§ **WHAT THE TASK ASKS**
Rewrite each of the rows below with "one pin apiece" replaced by "a single pin", keeping everything else the same.

* begin *

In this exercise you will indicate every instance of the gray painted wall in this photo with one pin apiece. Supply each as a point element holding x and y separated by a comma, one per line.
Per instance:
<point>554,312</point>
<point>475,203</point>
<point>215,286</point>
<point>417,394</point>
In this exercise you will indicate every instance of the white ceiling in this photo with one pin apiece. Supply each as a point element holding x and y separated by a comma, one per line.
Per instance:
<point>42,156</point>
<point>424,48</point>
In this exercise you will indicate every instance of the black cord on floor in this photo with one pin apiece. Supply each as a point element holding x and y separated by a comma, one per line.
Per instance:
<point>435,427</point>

* end *

§ **SOLUTION**
In this exercise you will indicate every instance of the gray painted wall in this photo with a single pin. Supply each as a point element holding x and y separated by a comma, one per line.
Per instance:
<point>554,312</point>
<point>475,203</point>
<point>215,286</point>
<point>417,394</point>
In this exercise you will indicate every instance of the white ceiling in this photo with a single pin. Supply each as a point element holding x and y separated by a comma, one per line.
Per instance:
<point>42,156</point>
<point>424,48</point>
In this exercise you will indicate every instance of the black cord on floor in this photo with a single pin. Supply each as a point element holding x and y separated by a comma, one per line.
Per instance:
<point>435,427</point>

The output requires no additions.